TASK TO CARRY OUT
Reproduce the records exactly, beginning with their first line and ending with the line that contains "# for each instance of the finger, put", and output nothing more.

EXCERPTED RECORDS
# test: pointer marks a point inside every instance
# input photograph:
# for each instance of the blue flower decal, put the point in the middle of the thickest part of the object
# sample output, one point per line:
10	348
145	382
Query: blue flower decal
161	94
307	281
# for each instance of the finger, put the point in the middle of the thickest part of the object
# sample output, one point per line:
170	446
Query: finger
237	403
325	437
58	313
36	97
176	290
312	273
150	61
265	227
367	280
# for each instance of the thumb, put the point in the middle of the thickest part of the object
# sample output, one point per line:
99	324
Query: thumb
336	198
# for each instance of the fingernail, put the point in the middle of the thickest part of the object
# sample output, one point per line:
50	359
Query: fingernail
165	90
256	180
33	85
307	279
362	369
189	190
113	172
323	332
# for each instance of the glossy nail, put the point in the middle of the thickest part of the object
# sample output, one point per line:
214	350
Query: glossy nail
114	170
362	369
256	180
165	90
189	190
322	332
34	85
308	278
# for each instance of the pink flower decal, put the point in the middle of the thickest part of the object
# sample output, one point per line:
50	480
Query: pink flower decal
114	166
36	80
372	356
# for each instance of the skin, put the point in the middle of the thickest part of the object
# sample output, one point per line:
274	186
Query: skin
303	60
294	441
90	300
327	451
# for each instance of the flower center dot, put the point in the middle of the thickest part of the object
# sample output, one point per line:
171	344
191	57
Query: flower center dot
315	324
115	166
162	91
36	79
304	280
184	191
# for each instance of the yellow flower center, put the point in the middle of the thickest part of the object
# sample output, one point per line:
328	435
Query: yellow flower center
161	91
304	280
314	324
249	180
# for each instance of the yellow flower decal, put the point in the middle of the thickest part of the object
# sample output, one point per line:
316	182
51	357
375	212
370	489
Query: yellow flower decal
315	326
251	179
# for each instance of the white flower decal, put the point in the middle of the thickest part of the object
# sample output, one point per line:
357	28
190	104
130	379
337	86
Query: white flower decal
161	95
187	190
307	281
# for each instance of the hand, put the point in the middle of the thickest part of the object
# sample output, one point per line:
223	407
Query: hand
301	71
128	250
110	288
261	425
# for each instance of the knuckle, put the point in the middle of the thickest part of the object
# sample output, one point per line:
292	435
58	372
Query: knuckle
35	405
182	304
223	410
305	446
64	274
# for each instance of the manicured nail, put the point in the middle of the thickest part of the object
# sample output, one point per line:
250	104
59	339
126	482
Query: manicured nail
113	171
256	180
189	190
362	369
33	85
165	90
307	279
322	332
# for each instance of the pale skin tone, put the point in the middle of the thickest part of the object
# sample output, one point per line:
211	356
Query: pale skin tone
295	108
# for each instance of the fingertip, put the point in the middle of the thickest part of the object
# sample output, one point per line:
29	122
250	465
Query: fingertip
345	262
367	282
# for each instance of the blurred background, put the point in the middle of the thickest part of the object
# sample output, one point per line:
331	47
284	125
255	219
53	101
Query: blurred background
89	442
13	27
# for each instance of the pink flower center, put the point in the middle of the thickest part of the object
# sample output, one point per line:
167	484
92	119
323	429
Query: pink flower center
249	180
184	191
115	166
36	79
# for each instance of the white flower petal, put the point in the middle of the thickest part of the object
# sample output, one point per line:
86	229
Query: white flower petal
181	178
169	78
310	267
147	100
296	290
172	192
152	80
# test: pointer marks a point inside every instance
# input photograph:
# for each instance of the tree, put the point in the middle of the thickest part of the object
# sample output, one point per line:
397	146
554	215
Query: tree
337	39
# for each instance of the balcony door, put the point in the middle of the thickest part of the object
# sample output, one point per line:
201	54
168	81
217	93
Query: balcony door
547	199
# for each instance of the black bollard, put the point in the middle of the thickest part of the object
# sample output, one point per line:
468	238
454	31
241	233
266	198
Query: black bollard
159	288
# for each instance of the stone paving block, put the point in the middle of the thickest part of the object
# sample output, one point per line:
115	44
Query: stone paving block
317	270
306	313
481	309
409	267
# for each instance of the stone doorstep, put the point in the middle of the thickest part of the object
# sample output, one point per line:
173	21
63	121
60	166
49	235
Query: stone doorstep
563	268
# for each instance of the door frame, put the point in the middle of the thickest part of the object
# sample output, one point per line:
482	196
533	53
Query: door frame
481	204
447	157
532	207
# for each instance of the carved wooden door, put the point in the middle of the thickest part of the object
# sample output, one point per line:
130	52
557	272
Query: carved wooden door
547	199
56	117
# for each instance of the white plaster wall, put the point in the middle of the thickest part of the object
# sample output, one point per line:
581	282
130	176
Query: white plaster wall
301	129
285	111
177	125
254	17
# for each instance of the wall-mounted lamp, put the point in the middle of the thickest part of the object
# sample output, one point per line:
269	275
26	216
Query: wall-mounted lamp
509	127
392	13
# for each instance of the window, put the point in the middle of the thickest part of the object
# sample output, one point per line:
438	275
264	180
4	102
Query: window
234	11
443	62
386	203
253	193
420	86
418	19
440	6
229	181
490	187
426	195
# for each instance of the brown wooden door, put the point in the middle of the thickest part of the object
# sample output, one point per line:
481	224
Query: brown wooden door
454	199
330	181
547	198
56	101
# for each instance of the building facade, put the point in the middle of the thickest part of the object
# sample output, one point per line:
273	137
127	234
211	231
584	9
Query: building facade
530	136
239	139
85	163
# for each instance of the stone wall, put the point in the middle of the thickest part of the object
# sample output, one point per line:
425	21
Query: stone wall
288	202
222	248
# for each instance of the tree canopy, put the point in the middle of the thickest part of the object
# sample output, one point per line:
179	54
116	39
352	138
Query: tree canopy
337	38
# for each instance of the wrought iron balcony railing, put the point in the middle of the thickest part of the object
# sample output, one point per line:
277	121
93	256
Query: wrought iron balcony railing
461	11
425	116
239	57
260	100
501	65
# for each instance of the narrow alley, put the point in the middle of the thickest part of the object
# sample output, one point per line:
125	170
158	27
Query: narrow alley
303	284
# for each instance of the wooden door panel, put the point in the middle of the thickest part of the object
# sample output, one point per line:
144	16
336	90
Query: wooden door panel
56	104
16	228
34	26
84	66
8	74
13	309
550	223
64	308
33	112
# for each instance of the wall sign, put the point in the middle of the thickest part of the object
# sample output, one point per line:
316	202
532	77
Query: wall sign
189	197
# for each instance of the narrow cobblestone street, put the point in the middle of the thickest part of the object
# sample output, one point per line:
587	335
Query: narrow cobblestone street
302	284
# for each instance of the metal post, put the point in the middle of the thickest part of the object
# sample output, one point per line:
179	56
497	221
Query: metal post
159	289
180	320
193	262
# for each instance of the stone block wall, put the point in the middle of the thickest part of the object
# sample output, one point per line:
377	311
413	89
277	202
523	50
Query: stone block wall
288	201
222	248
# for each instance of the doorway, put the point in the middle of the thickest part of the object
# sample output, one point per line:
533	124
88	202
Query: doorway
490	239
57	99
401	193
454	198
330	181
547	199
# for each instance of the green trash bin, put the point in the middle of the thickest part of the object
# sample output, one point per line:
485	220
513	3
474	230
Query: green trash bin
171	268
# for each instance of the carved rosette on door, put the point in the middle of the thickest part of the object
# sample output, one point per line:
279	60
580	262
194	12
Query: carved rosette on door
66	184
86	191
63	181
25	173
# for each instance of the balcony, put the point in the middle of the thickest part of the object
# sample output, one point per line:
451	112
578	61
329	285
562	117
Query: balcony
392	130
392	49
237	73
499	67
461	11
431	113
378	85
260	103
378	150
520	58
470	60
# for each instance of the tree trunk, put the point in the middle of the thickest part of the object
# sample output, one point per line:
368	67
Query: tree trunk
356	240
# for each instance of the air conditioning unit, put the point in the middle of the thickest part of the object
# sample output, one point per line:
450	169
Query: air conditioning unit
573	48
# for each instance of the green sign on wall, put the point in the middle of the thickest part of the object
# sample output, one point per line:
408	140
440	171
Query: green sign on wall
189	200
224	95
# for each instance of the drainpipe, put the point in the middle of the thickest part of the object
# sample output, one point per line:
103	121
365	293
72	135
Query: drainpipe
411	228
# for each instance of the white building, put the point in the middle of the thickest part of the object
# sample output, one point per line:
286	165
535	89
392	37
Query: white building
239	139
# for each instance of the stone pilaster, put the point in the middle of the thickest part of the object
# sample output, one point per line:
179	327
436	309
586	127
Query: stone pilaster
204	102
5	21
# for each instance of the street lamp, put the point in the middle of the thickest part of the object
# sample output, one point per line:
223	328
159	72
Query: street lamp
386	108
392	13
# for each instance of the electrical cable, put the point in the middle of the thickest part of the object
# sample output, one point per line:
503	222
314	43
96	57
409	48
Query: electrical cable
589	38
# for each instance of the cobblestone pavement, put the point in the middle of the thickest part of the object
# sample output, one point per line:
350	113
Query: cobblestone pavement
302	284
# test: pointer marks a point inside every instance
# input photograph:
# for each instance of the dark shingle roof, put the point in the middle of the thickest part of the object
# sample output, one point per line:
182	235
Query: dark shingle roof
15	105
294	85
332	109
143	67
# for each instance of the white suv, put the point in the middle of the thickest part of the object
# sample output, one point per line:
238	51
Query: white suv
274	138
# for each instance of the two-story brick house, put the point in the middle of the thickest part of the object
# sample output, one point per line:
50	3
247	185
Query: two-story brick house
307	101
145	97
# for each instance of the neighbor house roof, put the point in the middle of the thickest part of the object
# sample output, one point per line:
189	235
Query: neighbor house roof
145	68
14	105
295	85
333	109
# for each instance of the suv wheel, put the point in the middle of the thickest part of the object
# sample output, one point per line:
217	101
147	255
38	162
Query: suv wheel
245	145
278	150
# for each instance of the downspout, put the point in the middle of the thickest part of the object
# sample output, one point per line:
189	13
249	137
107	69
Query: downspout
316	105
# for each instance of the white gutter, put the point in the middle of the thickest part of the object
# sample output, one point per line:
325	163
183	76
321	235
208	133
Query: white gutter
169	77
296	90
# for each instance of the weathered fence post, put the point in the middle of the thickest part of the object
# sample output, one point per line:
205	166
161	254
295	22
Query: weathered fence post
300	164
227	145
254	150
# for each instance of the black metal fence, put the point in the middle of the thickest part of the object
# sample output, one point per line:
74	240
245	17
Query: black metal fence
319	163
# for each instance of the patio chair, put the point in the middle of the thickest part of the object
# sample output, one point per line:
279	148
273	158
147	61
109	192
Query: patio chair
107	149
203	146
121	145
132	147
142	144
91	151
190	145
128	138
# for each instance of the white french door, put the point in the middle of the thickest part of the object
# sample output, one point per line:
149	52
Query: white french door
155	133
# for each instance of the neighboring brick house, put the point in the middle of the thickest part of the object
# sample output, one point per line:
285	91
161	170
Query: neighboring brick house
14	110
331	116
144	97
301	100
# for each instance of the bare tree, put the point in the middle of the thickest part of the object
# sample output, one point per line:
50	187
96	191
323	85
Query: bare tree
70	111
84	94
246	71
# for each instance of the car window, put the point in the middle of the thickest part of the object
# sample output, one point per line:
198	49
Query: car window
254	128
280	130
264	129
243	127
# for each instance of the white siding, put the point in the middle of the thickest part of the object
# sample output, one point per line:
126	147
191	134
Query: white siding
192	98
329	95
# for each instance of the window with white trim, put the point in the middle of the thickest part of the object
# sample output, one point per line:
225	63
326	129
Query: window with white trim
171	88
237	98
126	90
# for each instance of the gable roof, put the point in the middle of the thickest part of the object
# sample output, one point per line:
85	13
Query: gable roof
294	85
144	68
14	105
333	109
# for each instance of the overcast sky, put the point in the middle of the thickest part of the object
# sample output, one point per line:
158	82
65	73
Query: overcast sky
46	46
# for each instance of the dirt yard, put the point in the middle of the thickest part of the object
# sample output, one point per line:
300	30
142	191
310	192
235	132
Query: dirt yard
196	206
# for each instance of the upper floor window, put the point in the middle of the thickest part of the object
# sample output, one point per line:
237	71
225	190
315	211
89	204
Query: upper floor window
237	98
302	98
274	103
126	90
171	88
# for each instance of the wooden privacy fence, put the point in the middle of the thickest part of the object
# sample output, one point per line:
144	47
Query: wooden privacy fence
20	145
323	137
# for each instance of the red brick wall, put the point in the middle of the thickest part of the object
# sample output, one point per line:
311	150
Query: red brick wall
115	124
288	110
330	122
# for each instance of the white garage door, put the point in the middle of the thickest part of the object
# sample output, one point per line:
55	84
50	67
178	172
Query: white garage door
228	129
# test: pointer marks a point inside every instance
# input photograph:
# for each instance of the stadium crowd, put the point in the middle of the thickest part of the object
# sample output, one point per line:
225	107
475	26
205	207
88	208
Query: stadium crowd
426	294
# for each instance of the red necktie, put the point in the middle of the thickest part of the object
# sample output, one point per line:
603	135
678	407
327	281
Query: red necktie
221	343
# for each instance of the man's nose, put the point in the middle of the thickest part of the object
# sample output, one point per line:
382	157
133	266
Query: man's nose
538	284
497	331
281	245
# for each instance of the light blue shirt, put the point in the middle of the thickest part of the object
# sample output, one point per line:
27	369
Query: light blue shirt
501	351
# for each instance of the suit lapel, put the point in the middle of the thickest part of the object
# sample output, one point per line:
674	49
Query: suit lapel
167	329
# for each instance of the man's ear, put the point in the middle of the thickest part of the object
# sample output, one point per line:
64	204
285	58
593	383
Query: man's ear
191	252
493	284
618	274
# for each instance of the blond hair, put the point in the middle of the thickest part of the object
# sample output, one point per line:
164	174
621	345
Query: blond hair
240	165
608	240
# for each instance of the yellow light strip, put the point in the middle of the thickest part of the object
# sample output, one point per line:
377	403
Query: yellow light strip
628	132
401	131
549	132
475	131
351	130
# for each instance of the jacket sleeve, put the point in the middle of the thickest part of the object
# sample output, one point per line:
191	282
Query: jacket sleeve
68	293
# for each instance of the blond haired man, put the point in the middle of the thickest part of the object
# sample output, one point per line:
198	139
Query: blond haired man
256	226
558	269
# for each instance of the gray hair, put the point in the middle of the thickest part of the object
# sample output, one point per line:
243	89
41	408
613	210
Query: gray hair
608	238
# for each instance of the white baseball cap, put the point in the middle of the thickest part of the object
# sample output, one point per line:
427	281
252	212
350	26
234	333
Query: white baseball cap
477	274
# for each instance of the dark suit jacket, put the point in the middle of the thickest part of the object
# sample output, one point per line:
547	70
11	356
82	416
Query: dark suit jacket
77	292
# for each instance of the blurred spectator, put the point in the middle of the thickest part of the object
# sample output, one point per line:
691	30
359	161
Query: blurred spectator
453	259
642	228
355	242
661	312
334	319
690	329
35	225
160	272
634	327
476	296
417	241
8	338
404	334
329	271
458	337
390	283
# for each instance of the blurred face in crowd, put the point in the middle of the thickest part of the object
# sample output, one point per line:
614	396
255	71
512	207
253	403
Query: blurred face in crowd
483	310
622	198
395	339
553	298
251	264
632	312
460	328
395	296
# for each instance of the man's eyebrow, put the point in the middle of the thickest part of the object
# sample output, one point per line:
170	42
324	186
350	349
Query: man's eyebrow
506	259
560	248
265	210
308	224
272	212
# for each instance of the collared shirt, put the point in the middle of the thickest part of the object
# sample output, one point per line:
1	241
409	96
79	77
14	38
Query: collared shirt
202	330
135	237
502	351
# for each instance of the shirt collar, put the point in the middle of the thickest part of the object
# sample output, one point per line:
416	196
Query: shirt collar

FINISHED TASK
# test: pointer marks a point inside every instance
# input photograph:
# for each instance of the blue flower decal, put the point in the middle of the thickest part of the object
# sample output, one point per line:
10	348
145	382
Query: blue flower decal
161	94
307	281
# for each instance of the finger, put the point in the middle of the thickest part of the object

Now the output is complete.